### Alıştırma görevi
Aşağıdaki kayıtlarda "target" kelimesini içeren bütün satırları bulun ve her birini kopyalayın; büyük ve küçük harf ayrımı dikkate alınmalıdır.

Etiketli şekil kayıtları
= = = = =
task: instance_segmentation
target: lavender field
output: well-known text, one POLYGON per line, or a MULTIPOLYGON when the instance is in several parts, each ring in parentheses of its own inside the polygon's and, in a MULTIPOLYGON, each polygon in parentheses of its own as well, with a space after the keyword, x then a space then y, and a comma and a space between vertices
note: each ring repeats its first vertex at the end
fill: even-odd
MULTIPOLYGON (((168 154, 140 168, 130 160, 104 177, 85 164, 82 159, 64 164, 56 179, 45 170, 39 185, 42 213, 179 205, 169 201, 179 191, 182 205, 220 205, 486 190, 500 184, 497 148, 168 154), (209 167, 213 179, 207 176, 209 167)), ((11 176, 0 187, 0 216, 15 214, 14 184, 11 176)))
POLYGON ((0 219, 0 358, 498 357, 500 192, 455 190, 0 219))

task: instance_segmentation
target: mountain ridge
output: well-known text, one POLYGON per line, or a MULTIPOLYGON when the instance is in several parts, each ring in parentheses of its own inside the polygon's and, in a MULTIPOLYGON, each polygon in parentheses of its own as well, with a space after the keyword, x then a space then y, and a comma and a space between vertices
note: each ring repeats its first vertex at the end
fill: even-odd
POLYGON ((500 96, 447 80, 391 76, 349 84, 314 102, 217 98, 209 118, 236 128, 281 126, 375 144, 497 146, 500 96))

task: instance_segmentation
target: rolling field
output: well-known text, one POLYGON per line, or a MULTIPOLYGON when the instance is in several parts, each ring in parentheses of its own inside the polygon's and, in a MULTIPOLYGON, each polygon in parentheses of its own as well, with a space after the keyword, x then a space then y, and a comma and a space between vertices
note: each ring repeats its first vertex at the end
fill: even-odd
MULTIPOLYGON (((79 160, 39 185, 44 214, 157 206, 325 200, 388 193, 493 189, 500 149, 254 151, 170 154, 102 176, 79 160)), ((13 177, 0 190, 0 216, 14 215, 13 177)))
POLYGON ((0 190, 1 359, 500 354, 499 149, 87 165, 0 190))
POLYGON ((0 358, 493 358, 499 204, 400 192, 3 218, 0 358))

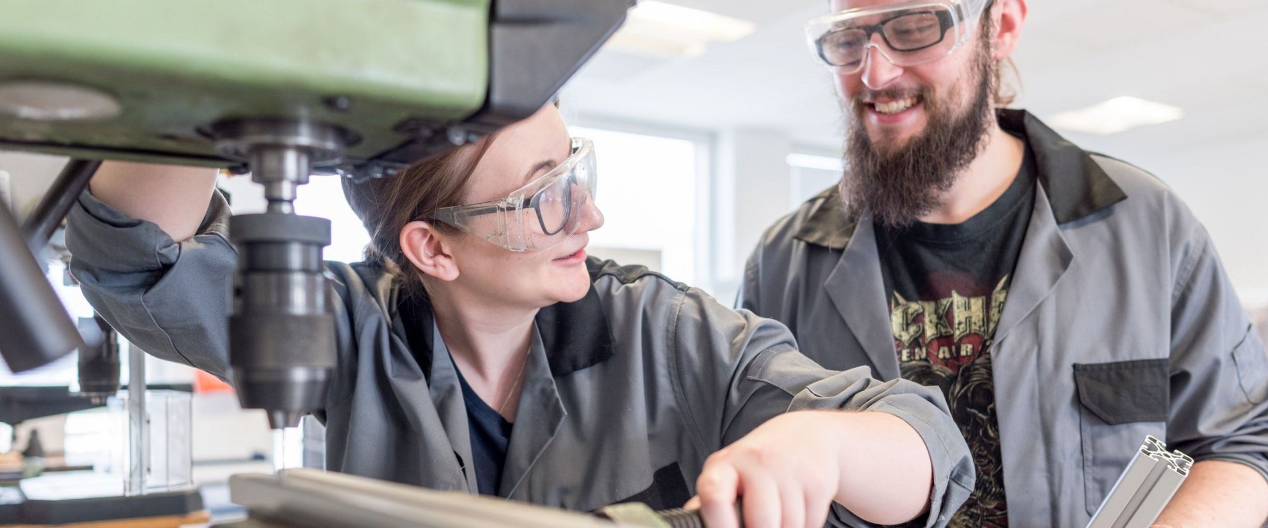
= = = = =
### Çözüm aşağıda
target: lavender field
target: mountain ridge
target: rolling field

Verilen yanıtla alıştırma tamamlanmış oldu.